Task to complete: Look over the entries and say how many lines include the word "countertop". Only the number, please.

Records for this task:
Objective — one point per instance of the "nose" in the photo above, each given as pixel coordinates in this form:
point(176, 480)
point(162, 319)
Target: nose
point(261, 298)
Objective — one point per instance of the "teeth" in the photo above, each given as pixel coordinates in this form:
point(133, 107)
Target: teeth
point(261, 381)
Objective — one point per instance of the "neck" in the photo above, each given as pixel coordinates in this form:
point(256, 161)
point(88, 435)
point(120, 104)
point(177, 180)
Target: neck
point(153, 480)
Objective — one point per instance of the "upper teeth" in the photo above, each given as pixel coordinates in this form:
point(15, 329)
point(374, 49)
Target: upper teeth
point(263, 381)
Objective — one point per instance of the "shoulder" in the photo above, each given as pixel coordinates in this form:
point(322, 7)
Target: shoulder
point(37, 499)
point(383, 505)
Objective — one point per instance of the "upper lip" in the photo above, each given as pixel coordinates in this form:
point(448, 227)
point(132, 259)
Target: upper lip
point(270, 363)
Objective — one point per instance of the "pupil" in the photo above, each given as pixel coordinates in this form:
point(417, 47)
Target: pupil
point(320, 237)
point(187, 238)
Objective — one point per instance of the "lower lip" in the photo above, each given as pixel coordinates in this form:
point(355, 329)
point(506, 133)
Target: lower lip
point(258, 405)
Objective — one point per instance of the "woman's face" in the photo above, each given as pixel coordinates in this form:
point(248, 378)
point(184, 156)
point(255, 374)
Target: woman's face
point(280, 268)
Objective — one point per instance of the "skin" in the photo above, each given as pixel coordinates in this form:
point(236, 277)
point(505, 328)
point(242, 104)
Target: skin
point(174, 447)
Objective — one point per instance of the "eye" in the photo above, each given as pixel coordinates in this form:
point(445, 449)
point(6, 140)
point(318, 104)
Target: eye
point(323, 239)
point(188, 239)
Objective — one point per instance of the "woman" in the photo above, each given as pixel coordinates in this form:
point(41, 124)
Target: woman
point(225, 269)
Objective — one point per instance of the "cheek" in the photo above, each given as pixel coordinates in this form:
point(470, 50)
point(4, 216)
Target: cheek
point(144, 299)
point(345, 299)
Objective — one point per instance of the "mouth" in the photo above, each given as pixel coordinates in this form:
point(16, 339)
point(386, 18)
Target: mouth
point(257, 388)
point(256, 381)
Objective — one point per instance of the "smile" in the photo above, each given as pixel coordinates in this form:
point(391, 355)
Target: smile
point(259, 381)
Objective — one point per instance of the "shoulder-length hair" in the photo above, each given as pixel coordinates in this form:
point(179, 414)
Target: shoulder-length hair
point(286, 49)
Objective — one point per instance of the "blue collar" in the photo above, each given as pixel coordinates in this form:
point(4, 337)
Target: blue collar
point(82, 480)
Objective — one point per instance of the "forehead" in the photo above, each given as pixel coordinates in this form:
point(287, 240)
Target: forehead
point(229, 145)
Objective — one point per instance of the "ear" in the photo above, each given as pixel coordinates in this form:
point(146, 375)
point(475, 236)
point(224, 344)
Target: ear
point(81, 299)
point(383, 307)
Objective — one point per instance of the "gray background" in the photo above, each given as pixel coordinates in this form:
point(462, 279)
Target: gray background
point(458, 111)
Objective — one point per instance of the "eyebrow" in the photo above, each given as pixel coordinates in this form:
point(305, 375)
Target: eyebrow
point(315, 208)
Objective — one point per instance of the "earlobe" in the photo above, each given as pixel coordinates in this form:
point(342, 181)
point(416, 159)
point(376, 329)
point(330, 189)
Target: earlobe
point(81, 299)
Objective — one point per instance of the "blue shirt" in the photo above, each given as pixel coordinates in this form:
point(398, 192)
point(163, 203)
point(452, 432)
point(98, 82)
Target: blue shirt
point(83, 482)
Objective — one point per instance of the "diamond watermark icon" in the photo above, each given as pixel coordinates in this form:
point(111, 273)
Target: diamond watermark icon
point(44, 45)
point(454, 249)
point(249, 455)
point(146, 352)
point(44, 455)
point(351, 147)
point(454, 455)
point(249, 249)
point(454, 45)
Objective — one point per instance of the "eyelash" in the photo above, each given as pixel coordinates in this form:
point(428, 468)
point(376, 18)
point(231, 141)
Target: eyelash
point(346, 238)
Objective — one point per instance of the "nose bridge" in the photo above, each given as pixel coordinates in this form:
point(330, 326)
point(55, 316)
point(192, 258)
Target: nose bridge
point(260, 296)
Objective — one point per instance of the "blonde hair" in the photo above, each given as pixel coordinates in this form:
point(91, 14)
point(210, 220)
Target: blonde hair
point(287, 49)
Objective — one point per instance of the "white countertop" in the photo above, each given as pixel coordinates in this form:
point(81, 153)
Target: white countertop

Problem solution: 2